PASSAGE:
Customer centric or concentric circles?


In the last few years there have been many attempts to put the customer at the heart of everything we do. As I’m sure you know, it is called the customer-centric approach.

Paul Cooper identifies a few ways to check how customer centric your organisation really is.

Customer centricity is of course just another blindingly obvious thing that excellent organisations tend to do naturally, while the not-so-good tend to put into mission statements, reports and directives to staff and not actually do anything about implementing.

Most companies are process centric

From my observations, the problem with the current view of customer centricity is that most organisations actually believe that they are already quite customer focused. In fact, many are still very product/process centric and the company is internally facing and geared around its own needs, gaining information for its own ends, making things easier for them not the “customer”.

The challenge is to change management thinking towards a customer-centric position and, just as importantly, to realise that this will be a major culture change for you and will include your processes, your technology and your people – who may not yet be ready for it.

DATASET EXTRACT:
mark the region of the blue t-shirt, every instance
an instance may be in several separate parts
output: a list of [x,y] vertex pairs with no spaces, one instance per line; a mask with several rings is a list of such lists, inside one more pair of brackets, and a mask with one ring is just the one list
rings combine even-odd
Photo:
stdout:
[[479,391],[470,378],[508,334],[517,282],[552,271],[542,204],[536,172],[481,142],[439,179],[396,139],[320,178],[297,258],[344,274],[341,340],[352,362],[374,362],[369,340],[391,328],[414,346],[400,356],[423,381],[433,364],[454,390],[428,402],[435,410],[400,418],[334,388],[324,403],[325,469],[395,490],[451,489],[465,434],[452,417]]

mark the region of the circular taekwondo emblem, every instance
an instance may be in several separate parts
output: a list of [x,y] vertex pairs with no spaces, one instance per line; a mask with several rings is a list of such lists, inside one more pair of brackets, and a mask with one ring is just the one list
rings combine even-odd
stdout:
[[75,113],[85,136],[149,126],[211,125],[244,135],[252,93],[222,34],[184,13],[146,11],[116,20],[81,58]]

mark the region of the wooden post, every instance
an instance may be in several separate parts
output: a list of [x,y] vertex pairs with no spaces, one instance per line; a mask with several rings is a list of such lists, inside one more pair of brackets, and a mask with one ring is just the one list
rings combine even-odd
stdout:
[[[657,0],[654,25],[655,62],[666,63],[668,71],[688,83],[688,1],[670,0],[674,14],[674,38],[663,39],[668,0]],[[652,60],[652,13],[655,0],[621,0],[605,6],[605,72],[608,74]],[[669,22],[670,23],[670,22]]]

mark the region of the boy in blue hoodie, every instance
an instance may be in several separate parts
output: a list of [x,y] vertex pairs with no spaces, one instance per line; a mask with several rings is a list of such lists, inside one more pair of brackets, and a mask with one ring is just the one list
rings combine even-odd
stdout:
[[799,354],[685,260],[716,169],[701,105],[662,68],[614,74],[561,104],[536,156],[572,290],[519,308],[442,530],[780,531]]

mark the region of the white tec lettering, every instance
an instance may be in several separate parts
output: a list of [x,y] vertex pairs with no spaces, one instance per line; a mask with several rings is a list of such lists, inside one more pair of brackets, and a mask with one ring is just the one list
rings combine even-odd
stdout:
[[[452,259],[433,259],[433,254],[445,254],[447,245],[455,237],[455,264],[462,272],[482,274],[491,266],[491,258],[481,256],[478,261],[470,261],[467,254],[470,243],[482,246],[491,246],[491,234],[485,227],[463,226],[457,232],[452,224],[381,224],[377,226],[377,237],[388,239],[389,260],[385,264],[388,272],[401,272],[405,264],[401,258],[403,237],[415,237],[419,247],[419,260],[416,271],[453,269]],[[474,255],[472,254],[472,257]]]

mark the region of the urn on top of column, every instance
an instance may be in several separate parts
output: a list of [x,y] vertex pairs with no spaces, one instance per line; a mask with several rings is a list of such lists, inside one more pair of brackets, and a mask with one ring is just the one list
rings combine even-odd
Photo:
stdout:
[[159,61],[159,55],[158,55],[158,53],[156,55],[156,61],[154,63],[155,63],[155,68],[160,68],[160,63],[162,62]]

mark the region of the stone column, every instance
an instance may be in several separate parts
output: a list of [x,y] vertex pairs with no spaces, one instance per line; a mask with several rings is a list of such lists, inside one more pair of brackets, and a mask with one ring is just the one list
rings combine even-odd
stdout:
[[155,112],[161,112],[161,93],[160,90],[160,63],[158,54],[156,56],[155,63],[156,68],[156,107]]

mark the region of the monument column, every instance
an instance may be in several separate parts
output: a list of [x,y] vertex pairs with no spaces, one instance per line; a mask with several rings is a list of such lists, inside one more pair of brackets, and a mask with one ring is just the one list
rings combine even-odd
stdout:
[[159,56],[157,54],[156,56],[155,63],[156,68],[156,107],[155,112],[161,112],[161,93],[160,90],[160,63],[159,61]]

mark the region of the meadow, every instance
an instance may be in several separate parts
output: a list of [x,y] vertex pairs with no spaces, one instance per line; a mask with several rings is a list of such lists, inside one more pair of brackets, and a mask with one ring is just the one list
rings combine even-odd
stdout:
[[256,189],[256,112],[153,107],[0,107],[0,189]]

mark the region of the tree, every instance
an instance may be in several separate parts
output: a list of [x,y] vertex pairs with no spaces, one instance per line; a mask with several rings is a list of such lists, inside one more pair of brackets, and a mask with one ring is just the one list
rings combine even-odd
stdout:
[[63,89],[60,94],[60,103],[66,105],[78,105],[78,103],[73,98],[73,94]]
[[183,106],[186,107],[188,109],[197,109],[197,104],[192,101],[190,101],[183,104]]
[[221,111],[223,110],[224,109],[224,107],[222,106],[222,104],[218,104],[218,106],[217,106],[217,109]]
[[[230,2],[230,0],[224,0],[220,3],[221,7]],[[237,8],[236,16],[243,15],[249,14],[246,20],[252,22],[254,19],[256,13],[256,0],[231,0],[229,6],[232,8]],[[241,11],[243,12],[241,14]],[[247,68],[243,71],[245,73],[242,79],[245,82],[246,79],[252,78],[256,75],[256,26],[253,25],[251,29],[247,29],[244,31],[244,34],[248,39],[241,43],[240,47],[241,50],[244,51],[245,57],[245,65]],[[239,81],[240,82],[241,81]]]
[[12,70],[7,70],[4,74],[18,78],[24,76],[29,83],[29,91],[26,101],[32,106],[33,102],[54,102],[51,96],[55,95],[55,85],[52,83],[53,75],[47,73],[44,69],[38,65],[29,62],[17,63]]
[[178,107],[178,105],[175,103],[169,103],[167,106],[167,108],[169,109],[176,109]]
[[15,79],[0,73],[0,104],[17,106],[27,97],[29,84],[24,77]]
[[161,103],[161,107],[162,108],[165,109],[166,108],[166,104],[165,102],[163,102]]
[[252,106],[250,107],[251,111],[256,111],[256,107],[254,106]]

REQUIREMENT A:
Please decide whether each statement below agrees with the customer-centricity passage above. Answer yes or no for each, and quote the words of the passage that settle it.
(i) Most organizations believe they are already quite customer focused.
(ii) Excellent organizations write customer centricity into mission statements but do nothing to implement it.
(iii) Moving to a customer-centric position will involve processes, technology and people.
REQUIREMENT B:
Write the next few paragraphs of the customer-centricity passage, picking up after its final sentence.

WRITTEN REPLY A:
(i) Yes: "most organisations actually believe that they are already quite customer focused"
(ii) No: "excellent organisations tend to do naturally, while the not-so-good tend to put into mission statements, reports and directives to staff and not actually do anything about implementing"
(iii) Yes: "will include your processes, your technology and your people"

WRITTEN REPLY B:
Pseudo-intellectual mumbo-jumbo

When you do some digging on the subject, you rapidly run into so much technical, pseudo-intellectual mumbo-jumbo that there is a danger of just giving up, assuming you’ve got it anyway and moving on to the next impossible challenge. Such is life in any organisation today. A bad move!

Now, don’t get me wrong. I’m a big fan of customer centricity, and strongly recommend it to you all. And I’m not alone either. Here are just two eminent commentators –

“The challenge to business is to become customer–centric and not product–centric” – Cranfield Business College

“Organisations have to be refocused around the needs of the customer, rather than the problems of those who provide the service” – OPSR.

So there you have it. Yes, I know it’s what corner shops have done for a hundred years or they’d lose their customers, and in different guises it is a message that has been constant when one talks about true customer service excellence, but what does it look like?

The litmus test

I was asked this at a conference recently, where I was speaking on this very subject. I used a test example. Suppose you were on the phone, or doing something for a customer or potential customer and the boss contacted you for something really important. True customer centricity is having the confidence to tell the boss to go away and wait. This got a pause, followed by silence, followed by – “well, I think we may have a bit of a way to go yet then!”

But isn’t that just the point?

Phone your own call centre

There are so many ways to test whether it’s really there. Just try telephoning your own organisation, especially its call centre, and hear what is being said to people; try to get through the maze and complexity of your own telephony; force your staff to have to use the same systems as your customers; realise that in many organisations, like local authorities, your staff are also your customers and learn from this, and much more.

Rocket science?

The rocket science stuff may well be important eventually, but a dose of back-to-basics is needed first. Until one is confident that these are right, the rest just clutter up the agenda.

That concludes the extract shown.